**Instructions to follow**
Extract every line starting at the line that contains "Identify the warm" and ending with the final line of the data, inclusive; give only those lines, word for word.

(Pointing dataset excerpts)
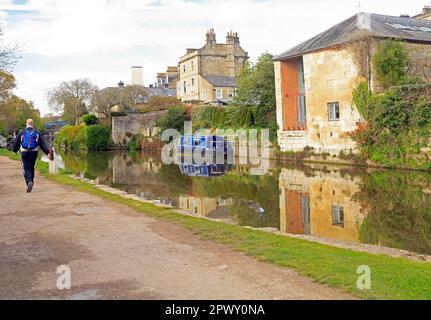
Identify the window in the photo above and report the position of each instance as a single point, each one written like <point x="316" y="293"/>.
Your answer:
<point x="302" y="111"/>
<point x="334" y="111"/>
<point x="338" y="216"/>
<point x="219" y="93"/>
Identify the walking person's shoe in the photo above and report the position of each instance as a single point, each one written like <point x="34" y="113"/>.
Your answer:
<point x="30" y="186"/>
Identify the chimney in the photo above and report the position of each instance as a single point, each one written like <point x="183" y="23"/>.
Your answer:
<point x="211" y="39"/>
<point x="232" y="41"/>
<point x="137" y="75"/>
<point x="232" y="38"/>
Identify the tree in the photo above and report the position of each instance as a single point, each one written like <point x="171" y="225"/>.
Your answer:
<point x="71" y="98"/>
<point x="89" y="119"/>
<point x="7" y="84"/>
<point x="103" y="100"/>
<point x="174" y="119"/>
<point x="390" y="62"/>
<point x="256" y="92"/>
<point x="14" y="112"/>
<point x="8" y="55"/>
<point x="123" y="97"/>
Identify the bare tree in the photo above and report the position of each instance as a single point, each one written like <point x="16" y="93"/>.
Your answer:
<point x="8" y="54"/>
<point x="123" y="97"/>
<point x="72" y="98"/>
<point x="7" y="84"/>
<point x="103" y="100"/>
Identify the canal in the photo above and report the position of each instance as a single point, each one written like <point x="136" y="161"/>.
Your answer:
<point x="380" y="207"/>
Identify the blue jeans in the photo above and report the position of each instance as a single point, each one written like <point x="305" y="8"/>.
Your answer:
<point x="28" y="162"/>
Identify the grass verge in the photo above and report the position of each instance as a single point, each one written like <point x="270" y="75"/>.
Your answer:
<point x="391" y="278"/>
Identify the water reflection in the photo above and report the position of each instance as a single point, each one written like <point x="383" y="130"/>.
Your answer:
<point x="388" y="208"/>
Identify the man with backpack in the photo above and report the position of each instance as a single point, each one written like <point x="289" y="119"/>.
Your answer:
<point x="28" y="142"/>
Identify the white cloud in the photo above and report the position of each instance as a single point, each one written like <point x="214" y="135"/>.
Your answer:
<point x="100" y="39"/>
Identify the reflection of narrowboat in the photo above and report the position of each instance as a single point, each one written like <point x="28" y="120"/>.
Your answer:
<point x="204" y="170"/>
<point x="213" y="144"/>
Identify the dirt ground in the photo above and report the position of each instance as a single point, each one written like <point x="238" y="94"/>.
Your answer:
<point x="115" y="252"/>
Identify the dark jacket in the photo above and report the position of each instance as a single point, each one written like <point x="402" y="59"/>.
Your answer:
<point x="41" y="143"/>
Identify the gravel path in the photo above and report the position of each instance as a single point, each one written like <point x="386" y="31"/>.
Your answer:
<point x="115" y="252"/>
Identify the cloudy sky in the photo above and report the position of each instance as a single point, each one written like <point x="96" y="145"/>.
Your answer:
<point x="101" y="39"/>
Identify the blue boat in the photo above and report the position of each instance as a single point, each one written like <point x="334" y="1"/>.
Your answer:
<point x="205" y="144"/>
<point x="204" y="170"/>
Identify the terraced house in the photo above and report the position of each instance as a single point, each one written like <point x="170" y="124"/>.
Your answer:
<point x="315" y="80"/>
<point x="209" y="74"/>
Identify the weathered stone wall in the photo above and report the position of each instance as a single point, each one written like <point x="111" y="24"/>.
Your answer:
<point x="330" y="76"/>
<point x="125" y="126"/>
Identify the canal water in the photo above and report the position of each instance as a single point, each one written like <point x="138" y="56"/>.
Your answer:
<point x="380" y="207"/>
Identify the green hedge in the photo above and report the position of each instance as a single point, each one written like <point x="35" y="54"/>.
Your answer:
<point x="98" y="138"/>
<point x="94" y="137"/>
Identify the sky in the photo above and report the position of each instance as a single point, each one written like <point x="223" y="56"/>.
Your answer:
<point x="101" y="39"/>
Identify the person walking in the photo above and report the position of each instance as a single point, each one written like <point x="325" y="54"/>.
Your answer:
<point x="28" y="142"/>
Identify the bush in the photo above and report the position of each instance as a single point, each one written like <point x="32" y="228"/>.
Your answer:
<point x="97" y="138"/>
<point x="390" y="62"/>
<point x="89" y="119"/>
<point x="174" y="119"/>
<point x="67" y="137"/>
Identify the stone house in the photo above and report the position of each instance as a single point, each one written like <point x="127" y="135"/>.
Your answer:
<point x="209" y="74"/>
<point x="315" y="80"/>
<point x="167" y="79"/>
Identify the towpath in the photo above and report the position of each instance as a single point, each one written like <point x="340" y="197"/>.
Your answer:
<point x="114" y="252"/>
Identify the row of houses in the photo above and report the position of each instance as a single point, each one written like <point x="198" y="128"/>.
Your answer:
<point x="314" y="80"/>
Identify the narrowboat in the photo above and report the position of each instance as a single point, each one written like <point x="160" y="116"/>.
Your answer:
<point x="204" y="170"/>
<point x="205" y="144"/>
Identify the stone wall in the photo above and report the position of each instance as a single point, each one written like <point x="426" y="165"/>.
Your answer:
<point x="126" y="125"/>
<point x="330" y="76"/>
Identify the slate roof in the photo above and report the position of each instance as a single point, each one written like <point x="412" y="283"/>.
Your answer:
<point x="364" y="24"/>
<point x="221" y="81"/>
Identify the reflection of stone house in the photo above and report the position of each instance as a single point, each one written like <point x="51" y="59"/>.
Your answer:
<point x="315" y="80"/>
<point x="321" y="205"/>
<point x="209" y="74"/>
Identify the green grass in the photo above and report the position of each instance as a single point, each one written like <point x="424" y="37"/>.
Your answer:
<point x="392" y="278"/>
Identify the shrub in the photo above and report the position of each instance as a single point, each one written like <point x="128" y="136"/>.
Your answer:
<point x="390" y="62"/>
<point x="89" y="119"/>
<point x="67" y="135"/>
<point x="174" y="119"/>
<point x="97" y="138"/>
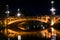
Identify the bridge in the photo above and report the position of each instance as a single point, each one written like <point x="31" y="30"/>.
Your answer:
<point x="45" y="19"/>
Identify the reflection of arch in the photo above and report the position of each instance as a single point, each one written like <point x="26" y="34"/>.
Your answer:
<point x="32" y="24"/>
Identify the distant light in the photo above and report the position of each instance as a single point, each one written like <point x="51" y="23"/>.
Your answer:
<point x="18" y="14"/>
<point x="18" y="10"/>
<point x="52" y="9"/>
<point x="52" y="2"/>
<point x="7" y="12"/>
<point x="19" y="37"/>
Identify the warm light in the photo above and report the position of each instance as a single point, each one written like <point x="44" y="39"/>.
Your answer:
<point x="52" y="22"/>
<point x="7" y="12"/>
<point x="52" y="2"/>
<point x="18" y="14"/>
<point x="52" y="29"/>
<point x="52" y="9"/>
<point x="19" y="37"/>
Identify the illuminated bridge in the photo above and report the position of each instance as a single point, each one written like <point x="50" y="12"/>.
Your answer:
<point x="35" y="26"/>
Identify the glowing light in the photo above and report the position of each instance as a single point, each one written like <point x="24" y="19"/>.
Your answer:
<point x="18" y="14"/>
<point x="7" y="12"/>
<point x="19" y="37"/>
<point x="52" y="22"/>
<point x="52" y="2"/>
<point x="52" y="9"/>
<point x="52" y="29"/>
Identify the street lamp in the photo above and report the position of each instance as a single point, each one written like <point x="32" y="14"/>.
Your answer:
<point x="7" y="12"/>
<point x="52" y="9"/>
<point x="18" y="14"/>
<point x="53" y="36"/>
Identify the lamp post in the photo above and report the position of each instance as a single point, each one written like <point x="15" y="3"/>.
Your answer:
<point x="18" y="14"/>
<point x="53" y="36"/>
<point x="7" y="12"/>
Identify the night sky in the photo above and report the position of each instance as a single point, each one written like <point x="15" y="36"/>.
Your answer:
<point x="29" y="7"/>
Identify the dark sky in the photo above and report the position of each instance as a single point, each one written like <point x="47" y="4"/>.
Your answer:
<point x="29" y="7"/>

**Correct response**
Identify the warm light in the photo above and report the position of each instance as a single point, each one written like <point x="44" y="39"/>.
Your answer:
<point x="52" y="22"/>
<point x="7" y="12"/>
<point x="52" y="2"/>
<point x="18" y="14"/>
<point x="52" y="29"/>
<point x="52" y="9"/>
<point x="19" y="37"/>
Identify the illuminated bridge in the photo above and report the position of each instance as a single point, each one written like <point x="50" y="12"/>.
Your answer:
<point x="35" y="26"/>
Identify the glowing light in the photo above and report the position of each instance as a single point, each one written like <point x="24" y="19"/>.
Your answer:
<point x="18" y="14"/>
<point x="7" y="12"/>
<point x="19" y="37"/>
<point x="52" y="22"/>
<point x="52" y="2"/>
<point x="52" y="9"/>
<point x="52" y="29"/>
Identify the street lamp in the photo above and report the position of each instance as a single point, each one written like <point x="32" y="14"/>.
Your answer:
<point x="7" y="12"/>
<point x="52" y="9"/>
<point x="18" y="14"/>
<point x="53" y="36"/>
Identify the lamp post in the photo above and report the position of each instance as a single point, each one written like <point x="15" y="3"/>.
Your answer:
<point x="18" y="14"/>
<point x="53" y="36"/>
<point x="7" y="12"/>
Identify the night sky in the photo above and report the position of each instance as a single point, each one written like <point x="15" y="36"/>.
Your answer:
<point x="29" y="7"/>
Identify the dark sky in the photo above and report the position of each instance as a single point, each one written like <point x="47" y="4"/>.
Your answer:
<point x="29" y="7"/>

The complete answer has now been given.